Smash mobile phones?


One of the most violent reactions to the invasion of public space by 
obtrusive personal communication devices is probably the Phone 
Bashing action, carried out in London (date unsure, end of nineties). 
Two young gentlemen dressed up as walking mobile phones, wearing a 
prop-suit (in fact stolen from a video shoot for a commercial video 
clip), look like giant mobile phones with legs and arms sticking out.

Upon the sound of a mobile phone going off in public space they swing 
into furious action: running towards the person holding the phone, 
grabbing it, and smashing it in front of their eyes, upon which 
usually a pursuit by foot ensues. As the phone bashers run, their 
suits sway back and forth in a ridiculously caricaturesque manner....

"Run!!! Keep running!!!" they shout half out of breath, pursued by 
the outraged former owners of a working mobile phone...

[ http://www.phonebashing.com/ ]

Although a most welcome and warmly supported gesture, this seems 
hardly a viable strategy to rescue public life...

Disconnecting?

A more subtle solution has been proposed by the Dutch artist Arthur 
Elsenaar, who developed a portable transmitter to block the spectrum 
bands used by mobile phones and other wearable communication devices. 
The transmitter has about the size of a regular matchbox and is 
battery-powered. By pushing down the only available button a jamming 
signal is released, just strong enough to switch off all mobile 
devices in an area of about 3 to 5 metres around the device - i.e., 
exactly enough to turn-off the obnoxious conversation in the tram, 
metro or train seat in front of you...

The device has been packaged as a possible product for the wider 
consumer market under the name Bubl-Space. The only drawback here is 
that the device is completely illegal, because of existing 
telecommunications laws that protect vital wireless communication 
services.

[ http://www.bubl-space.com/ ]

The social and economic pressures not to engage seriously in these 
and other acts of selective disconnectivity, at present, work against 
such an idea. However, I strongly advocate locating the right to 
disconnect firmly in the universal declaration of communication 
rights!


Beyond the Space of Flows

The differentiation between the Space of Flows and the Space of Place 
is not nearly as clear-cut as Castells presents it in his Rise of the 
Network Society. Interconnection of geography and electronic 
communication networks is far more complicated and manifold. For one, 
the image of a separate space of flows or a "cyberspace" tends to 
forget the enormous material investments needed to provide for the 
infrastructure needed for this electronic communication space to come 
into being. These investments in themselves already make the space 
highly inaccessible for the majority part of the world.

Secondly, the emergence of geolocative technologies is part of a 
larger trend both in security and control, as well as in the 
provision of wireless services, where the physical / geographic 
location becomes an intractable part of the electronic communication 
space. We therefore need concepts that can more properly accommodate 
the intertwinedness of physical and electronic spaces.

Looking back today at cinematic imaginaries such as "Lawn-Mower Man", 
we cannot help but get a hopelessly antiquated, dated and retrograde 
sensation. The very idea of a disembodied self-contained data-space 
today seems patently absurd. It is this retrograde conception, which 
does not allow any understanding of the intertwinedness of the two 
spatial logics, and that also makes The Matrix into a highly 
conservative vision of the relationships between embodied and 
electronic data-space.

_Your tasks_:
a. In the piece on mobile phones in public space, switch "matchbox" to "cigarette packet" and write out the passage from "A more subtle" up to and including "front of you...".
b. Continue the piece on mobile phones in public space, picking up after its final sentence.
The rows after this are separate material and have no link to the piece on mobile phones in public space.

_Dataset extract_:

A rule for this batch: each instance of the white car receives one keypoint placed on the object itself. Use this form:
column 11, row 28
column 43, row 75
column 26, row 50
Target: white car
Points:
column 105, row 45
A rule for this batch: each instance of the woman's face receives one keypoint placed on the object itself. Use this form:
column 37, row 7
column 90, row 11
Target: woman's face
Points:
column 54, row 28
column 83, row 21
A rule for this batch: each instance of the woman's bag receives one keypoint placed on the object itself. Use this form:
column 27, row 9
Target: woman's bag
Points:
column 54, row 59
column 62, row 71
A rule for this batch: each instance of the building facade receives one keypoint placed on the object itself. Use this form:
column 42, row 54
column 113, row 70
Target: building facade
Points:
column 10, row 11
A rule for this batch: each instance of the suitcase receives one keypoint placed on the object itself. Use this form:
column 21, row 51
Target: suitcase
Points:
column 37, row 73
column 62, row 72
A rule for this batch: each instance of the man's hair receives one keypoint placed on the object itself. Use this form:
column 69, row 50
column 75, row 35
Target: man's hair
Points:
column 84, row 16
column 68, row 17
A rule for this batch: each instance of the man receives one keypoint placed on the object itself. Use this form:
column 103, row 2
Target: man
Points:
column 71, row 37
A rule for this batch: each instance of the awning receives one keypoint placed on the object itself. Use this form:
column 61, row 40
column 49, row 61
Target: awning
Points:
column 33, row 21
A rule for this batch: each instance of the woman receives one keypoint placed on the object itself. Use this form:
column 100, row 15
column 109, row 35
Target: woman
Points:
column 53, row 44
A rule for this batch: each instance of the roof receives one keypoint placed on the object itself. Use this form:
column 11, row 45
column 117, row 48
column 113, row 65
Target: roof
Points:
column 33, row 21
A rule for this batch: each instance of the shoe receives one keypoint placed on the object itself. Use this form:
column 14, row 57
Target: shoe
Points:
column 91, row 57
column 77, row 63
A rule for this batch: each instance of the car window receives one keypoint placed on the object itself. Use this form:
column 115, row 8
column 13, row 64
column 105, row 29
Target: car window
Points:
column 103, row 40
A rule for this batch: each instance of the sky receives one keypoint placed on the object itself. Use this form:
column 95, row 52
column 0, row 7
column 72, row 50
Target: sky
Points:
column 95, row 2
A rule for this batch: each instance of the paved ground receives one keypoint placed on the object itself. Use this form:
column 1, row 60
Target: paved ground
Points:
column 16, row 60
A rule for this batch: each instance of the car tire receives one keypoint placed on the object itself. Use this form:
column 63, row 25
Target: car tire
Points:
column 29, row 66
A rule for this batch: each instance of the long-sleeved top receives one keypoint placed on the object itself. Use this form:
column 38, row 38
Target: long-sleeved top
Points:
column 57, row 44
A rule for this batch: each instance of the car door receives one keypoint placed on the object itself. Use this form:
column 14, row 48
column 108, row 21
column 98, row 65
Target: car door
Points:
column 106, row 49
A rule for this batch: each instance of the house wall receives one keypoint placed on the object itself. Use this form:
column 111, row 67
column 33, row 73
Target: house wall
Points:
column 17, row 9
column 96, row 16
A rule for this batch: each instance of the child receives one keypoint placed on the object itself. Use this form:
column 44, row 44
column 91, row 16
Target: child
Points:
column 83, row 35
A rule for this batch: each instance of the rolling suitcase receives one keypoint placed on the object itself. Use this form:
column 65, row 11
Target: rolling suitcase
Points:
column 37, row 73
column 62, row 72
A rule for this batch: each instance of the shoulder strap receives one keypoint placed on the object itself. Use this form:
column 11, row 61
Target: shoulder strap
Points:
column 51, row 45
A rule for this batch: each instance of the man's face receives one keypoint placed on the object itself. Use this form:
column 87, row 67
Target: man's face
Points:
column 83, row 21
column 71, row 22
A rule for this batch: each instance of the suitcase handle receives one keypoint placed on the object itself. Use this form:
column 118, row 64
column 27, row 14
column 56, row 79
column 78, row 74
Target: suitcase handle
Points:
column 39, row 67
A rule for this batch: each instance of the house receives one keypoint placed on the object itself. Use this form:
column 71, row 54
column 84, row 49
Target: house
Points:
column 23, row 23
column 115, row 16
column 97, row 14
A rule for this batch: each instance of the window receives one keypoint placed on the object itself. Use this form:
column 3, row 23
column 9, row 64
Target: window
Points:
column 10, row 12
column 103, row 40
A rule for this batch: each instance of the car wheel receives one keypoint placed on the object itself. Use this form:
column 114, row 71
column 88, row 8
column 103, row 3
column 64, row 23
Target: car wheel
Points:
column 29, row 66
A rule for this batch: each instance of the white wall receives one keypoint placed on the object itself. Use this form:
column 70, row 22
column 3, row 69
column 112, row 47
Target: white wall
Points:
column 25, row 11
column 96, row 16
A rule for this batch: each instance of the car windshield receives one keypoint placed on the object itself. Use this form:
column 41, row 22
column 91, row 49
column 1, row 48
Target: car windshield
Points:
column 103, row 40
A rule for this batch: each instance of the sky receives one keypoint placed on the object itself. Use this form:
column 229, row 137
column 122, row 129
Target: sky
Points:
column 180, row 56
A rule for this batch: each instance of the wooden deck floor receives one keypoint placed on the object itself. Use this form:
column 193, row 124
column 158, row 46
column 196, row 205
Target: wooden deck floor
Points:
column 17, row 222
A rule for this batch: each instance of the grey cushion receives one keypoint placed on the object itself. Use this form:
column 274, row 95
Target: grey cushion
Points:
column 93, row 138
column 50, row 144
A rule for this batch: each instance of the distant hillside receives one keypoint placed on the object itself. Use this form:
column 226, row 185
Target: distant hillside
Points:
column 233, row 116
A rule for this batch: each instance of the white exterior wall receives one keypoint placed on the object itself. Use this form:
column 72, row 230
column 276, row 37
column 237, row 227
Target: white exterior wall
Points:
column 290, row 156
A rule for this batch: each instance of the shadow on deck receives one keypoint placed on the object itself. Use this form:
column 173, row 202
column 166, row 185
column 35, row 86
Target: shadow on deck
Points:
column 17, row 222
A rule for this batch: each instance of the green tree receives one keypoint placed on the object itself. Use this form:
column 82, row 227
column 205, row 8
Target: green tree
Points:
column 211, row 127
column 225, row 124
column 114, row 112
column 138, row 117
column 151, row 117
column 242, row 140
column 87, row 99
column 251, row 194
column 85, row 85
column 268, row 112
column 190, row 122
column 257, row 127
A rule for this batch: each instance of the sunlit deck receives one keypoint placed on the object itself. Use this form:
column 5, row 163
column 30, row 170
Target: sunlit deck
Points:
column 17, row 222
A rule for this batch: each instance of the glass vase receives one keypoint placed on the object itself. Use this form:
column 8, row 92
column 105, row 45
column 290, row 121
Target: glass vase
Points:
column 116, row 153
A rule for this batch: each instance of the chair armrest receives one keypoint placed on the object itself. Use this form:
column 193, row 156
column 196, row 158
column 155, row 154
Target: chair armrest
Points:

_Outputs by task_:
a.
A more subtle solution has been proposed by the Dutch artist Arthur 
Elsenaar, who developed a portable transmitter to block the spectrum 
bands used by mobile phones and other wearable communication devices. 
The transmitter has about the size of a regular cigarette packet and is 
battery-powered. By pushing down the only available button a jamming 
signal is released, just strong enough to switch off all mobile 
devices in an area of about 3 to 5 metres around the device - i.e., 
exactly enough to turn-off the obnoxious conversation in the tram, 
metro or train seat in front of you...

b.
"Hybrid Space", as a concept, is better suited to help us read the 
complexities of how electronic and physical space weave in and out of 
each other. The resulting image is more diversified; an image of 
complexity, rather than the strict duality that Castells still 
suggests. This intertwinedness, however, in no sense does away with 
the issues of inclusion and exclusion in the electronic communication 
space

The question then is how the interface between the electronic 
communication space (the Space of Flows), and the lived embodied 
spaces of people's actual existence and experience can be made more 
radically public?

 From my own experience I can only offer some approximative models of 
working with such an extended concept of hybrid space. What these, 
and other similar projects can do is to highlight a new sensitivity 
for the hybrid in the spatial experience that they produce. It 
suggests a shift from the descriptive and analytic mode towards the 
aesthetic. This could be problematic. For instance, Jean-Francois 
Lyotard's famous exhibit "Les Immatériaux" (1985) similarly tried to 
highlight a new sensibility to what is changing in our relationship 
to reality, vis-à-vis the "fact" of the "new materials" (the 
immaterials). His argument, ultimately leads in the direction of a 
technological sublime that denies an actual possibility of agency in 
the new material/immaterial configuration, which was so brilliantly 
outlined in his visionary project.

[J.F. Lyotard, Thierry Chaput, "Les Immatériaux - Conception", Centre 
Georges Pompidou, Paris, 1985]


It is therefore important to re-emphasise the conversion into 
political action of these approximative models (sometimes called 
"art"), so as not to end up in a dead-end street....


Models

In 1999 together with architect Frans Vogelaar and students of the 
Academy of Media Arts in Cologne we devised an interesting fusion of 
different spatial logics in a singular context. The project was 
called "reBoot: a floating media art experiment", and it entailed 
bringing 50 artists for a week together on a ship that was 
simultaneous a working space (media-laboratory), a presentation 
space, and a living space. The boat would move between the cities 
Cologne, Düsseldorf, Duisburg, Wesel, Arnhem, Rotterdam and 
Amsterdam, all connected by the river Rhine, another network backbone 
for this part of Europe, though a far more historical one. (Amsterdam 
is connected by a branching canal but previously connected by the 
original historical trajectory of the river).

[ http://www.khm.de/`reboot ]

The important aspect of the project, however, is the layering of 
spatial logics; the permanence of the environment of the ship, 
mirrored in a permanent connection to the internet, broadcast signals 
emitted from the ship throughout the week, and discontinuous 
connections to local media, most notably to local television in 
Amsterdam. The flow of the project was further determined by the 
shifting geographical location of the boat and the docking points 
where local presentations and projects were staged, and finally by 
the continuous flow of the river and its historical role as transport 
route, as travel space, as mass sewage, as release of superfluous 
water masses.

In this complex configuration new types of public interfaces could 
continuously be tested, and for the audience the possibility of 
having different entry points to the project, on-line, via television 
or radio, at a docking point, or by joining the ship from one harbour 
to the next, could generate a distinct as well as a multi-layered 
experience of the project, of immediacy and delay, of proximity and 
distance.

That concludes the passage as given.